RECORDED DATA:

■ ■ ■ ■

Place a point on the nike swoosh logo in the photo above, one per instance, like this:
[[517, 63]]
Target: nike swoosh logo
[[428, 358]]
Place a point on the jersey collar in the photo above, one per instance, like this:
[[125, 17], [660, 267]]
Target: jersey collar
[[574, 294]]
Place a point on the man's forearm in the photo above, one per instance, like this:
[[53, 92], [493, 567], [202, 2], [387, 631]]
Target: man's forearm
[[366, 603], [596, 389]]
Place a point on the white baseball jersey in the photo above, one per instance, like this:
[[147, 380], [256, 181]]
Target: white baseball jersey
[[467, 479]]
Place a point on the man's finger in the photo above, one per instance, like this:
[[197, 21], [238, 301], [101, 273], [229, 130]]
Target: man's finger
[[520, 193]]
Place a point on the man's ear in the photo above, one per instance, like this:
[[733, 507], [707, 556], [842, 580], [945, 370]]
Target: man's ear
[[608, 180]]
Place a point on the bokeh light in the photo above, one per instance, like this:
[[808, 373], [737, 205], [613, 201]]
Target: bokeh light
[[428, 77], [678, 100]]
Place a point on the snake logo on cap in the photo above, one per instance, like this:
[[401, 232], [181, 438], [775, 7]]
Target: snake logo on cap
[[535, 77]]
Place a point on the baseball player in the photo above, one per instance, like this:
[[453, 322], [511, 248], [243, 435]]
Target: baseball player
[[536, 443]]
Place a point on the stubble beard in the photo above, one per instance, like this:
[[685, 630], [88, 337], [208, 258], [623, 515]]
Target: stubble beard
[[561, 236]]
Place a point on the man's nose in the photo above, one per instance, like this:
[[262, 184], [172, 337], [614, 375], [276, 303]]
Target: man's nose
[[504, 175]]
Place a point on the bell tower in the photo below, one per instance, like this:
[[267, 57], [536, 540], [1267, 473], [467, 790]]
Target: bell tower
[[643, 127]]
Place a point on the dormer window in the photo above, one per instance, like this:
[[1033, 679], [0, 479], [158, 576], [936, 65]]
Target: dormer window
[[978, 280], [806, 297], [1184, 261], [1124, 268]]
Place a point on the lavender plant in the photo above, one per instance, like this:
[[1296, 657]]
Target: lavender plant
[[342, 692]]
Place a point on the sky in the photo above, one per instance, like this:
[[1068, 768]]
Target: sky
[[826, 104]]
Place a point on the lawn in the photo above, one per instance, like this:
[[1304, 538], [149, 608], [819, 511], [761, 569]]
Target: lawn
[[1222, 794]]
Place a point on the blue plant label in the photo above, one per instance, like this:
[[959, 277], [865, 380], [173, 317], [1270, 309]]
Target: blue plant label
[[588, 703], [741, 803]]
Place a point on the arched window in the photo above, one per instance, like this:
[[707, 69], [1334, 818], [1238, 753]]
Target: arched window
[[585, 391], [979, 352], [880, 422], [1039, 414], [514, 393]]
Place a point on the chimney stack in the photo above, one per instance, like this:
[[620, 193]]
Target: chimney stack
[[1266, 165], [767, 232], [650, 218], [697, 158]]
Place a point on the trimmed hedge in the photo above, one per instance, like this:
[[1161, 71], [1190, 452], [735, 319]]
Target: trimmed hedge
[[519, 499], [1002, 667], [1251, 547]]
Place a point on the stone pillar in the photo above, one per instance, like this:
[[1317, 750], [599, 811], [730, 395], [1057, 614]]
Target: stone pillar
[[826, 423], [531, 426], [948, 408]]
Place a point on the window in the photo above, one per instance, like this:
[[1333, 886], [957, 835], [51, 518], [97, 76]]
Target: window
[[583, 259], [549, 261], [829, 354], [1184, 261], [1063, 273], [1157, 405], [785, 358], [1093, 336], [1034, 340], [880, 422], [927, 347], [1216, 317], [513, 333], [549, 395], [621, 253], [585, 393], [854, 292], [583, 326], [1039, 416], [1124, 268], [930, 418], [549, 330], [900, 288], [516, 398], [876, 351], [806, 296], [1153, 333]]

■ ■ ■ ■

THE TASK:
Rewrite the entire listing with every "Target" renamed to "Object", keeping all other text unchanged.

RESPONSE BELOW:
Place a point on the nike swoosh logo in the photo above, one per instance, like this:
[[517, 63]]
Object: nike swoosh logo
[[428, 358]]
Place a point on the jersey collar in the photo above, one per instance, like this:
[[125, 17], [660, 267]]
Object: jersey collar
[[574, 294]]
Place a point on the man's forearm in the photo above, one per instance, like this:
[[53, 92], [493, 567], [202, 2], [387, 631]]
Object: man's forearm
[[366, 603], [596, 389]]
Place a point on the white baseball jersey in the photo above, one per instance, like this:
[[147, 380], [256, 181]]
Object: white baseball jersey
[[467, 479]]
Place a point on the man's finger in the photo above, one per instance, like this:
[[197, 21], [238, 301], [101, 273], [229, 130]]
Object: man's finger
[[520, 193]]
Place a point on the man's ear in the photo above, one per instance, like this:
[[733, 507], [707, 556], [842, 580], [945, 370]]
Object: man's ear
[[608, 180]]
Place a point on the bokeh light in the photo above, one per instance, like this:
[[808, 373], [737, 205], [613, 201]]
Object: bokeh light
[[428, 77], [678, 100]]
Place a point on the snake logo on cap in the photo above, one per instance, like this:
[[401, 232], [181, 438], [775, 7]]
Object: snake logo on cap
[[535, 77]]
Place a point on the baseball player in the photo above, one per instance, like this:
[[453, 322], [511, 248], [243, 435]]
Object: baseball player
[[536, 443]]
Place a point on the stubble beard in the photo above, one per instance, like this:
[[685, 630], [88, 337], [208, 258], [623, 515]]
Object: stubble beard
[[561, 236]]
Place a point on the man's nose in the photo above, one per instance, like this:
[[262, 184], [172, 337], [614, 375], [276, 303]]
Object: man's nose
[[504, 175]]
Place a point on the bell tower in the photo below, one per instance, like this:
[[267, 57], [536, 540], [1267, 473], [467, 790]]
Object: bell tower
[[643, 127]]
Place a point on the dormer window in the photo above, one per instance, like this:
[[1033, 679], [0, 479], [158, 576], [936, 65]]
Object: dormer window
[[978, 280], [806, 297], [1184, 261], [1124, 268]]
Place a point on the lavender plant in the photo above, one per instance, like this:
[[1296, 657]]
Object: lavender plant
[[342, 692]]
Place a point on the sky in the photo above, one per instance, like this:
[[1068, 768]]
Object: sky
[[826, 104]]
Place a point on the lawn in the photo above, one per instance, like this:
[[1304, 538], [149, 608], [819, 511], [761, 569]]
Object: lawn
[[1222, 794]]
Place a point on the blue plant label in the photo above, one per instance, like this:
[[959, 277], [865, 380], [173, 317], [1270, 309]]
Object: blue plant label
[[588, 703], [741, 803]]
Place a point on the arched window in the photo above, one per instance, like this:
[[707, 69], [1334, 818], [1238, 753]]
Object: arched window
[[585, 391], [979, 352], [880, 422], [1039, 414], [514, 393]]
Place a point on the chimney stack in the photo above, one per instance, like this:
[[620, 193]]
Object: chimney stack
[[1266, 165], [767, 232], [650, 218], [697, 158]]
Place a point on the trimmed hedge in the photo above, one per instance, like this:
[[1161, 71], [1190, 452], [735, 319]]
Object: trimmed hedge
[[519, 499], [1002, 667], [1251, 547]]
Place a point on the stone pillar in the photo above, one per instance, like this:
[[1317, 750], [599, 811], [730, 395], [1057, 614]]
Object: stone pillar
[[826, 423], [531, 426], [948, 408]]
Place a point on the window in the photo above, one per instance, like this:
[[1333, 886], [957, 835], [51, 518], [97, 76]]
Object: window
[[583, 259], [549, 261], [829, 354], [1184, 261], [1063, 273], [1157, 405], [785, 358], [1093, 336], [1034, 340], [880, 422], [927, 347], [1216, 317], [513, 333], [549, 395], [621, 253], [585, 393], [854, 292], [583, 326], [1039, 416], [1124, 268], [930, 418], [549, 330], [900, 288], [516, 398], [876, 351], [806, 296], [1153, 333]]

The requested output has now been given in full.